* [To be done] Please rewrite the entries below with every "marker" replaced by "pin", leaving all other text unchanged.

* [Records supplied]

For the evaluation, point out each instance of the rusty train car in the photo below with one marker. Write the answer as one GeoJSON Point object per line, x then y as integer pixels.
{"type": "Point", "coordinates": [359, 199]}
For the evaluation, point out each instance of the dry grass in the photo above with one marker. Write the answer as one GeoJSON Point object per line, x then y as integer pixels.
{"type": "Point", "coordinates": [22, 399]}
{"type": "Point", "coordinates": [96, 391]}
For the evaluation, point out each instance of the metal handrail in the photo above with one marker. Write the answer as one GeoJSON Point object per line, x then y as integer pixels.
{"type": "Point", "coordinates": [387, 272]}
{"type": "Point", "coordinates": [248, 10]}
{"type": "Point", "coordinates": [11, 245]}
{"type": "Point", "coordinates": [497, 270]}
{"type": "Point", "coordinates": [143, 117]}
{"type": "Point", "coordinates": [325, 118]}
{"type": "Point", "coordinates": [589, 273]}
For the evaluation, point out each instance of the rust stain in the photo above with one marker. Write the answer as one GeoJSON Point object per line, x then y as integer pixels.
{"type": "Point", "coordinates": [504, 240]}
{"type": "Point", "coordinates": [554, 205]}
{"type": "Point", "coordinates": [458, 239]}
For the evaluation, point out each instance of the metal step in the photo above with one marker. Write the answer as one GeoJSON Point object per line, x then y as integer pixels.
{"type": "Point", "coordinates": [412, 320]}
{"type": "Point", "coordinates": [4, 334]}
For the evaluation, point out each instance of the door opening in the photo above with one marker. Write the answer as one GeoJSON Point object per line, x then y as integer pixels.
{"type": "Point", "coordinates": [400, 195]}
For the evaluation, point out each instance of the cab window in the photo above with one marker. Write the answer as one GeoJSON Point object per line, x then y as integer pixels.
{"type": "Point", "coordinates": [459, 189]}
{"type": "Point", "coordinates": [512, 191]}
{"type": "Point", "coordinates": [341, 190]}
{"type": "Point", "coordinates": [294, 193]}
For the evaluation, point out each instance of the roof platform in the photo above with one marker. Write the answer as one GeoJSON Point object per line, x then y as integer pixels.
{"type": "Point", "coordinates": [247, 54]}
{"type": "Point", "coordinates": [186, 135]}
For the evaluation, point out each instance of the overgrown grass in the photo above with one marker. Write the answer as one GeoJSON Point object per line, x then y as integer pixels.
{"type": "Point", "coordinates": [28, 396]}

* [Full response]
For the evaluation, point out each instance of the rusty train car in the photo below with one pin. Write the answer as one GeoJSON Point object per line, x then y as integer pixels.
{"type": "Point", "coordinates": [359, 199]}
For the evaluation, point out each instance of the dry grass in the photo above with one pin. Write the answer as one GeoJSON Point object per line, x then y as integer pixels.
{"type": "Point", "coordinates": [22, 399]}
{"type": "Point", "coordinates": [96, 391]}
For the evaluation, point out each instance of the metal handrail in the photo above with one pin. Write the answer as one GeoJSON Point object per line, x then y as integer pixels.
{"type": "Point", "coordinates": [387, 272]}
{"type": "Point", "coordinates": [248, 10]}
{"type": "Point", "coordinates": [11, 245]}
{"type": "Point", "coordinates": [497, 270]}
{"type": "Point", "coordinates": [143, 117]}
{"type": "Point", "coordinates": [325, 118]}
{"type": "Point", "coordinates": [589, 273]}
For the evaluation, point out each instance of the rust stain in the photo above with one pin. Write the answer as one GeoJSON Point object per line, x then y as integer pixels.
{"type": "Point", "coordinates": [504, 240]}
{"type": "Point", "coordinates": [554, 205]}
{"type": "Point", "coordinates": [458, 239]}
For the evaluation, point out each instance of the metal step in the photo above with one pin. Write the answer as one GeoJSON Point object per line, x then y as integer pixels.
{"type": "Point", "coordinates": [412, 320]}
{"type": "Point", "coordinates": [4, 334]}
For the evaluation, point out each instance of the door opening in the photo above with one pin. Write the answer as one GeoJSON Point object per line, x then y as integer pixels.
{"type": "Point", "coordinates": [400, 195]}
For the evaluation, point out each instance of the cab window in the photo above with one pin. Write the answer as one GeoJSON Point object per line, x then y as integer pixels.
{"type": "Point", "coordinates": [459, 189]}
{"type": "Point", "coordinates": [512, 191]}
{"type": "Point", "coordinates": [341, 190]}
{"type": "Point", "coordinates": [294, 193]}
For the evaluation, point out each instance of the roof platform in the photo above with one pin. Write the answer as one GeoJSON Point object per line, x then y as integer pixels.
{"type": "Point", "coordinates": [247, 54]}
{"type": "Point", "coordinates": [186, 135]}
For the evaluation, point out each instance of the overgrown grass in the photo above with one pin. Write the answer as one GeoJSON Point object per line, x then y as integer pixels.
{"type": "Point", "coordinates": [28, 396]}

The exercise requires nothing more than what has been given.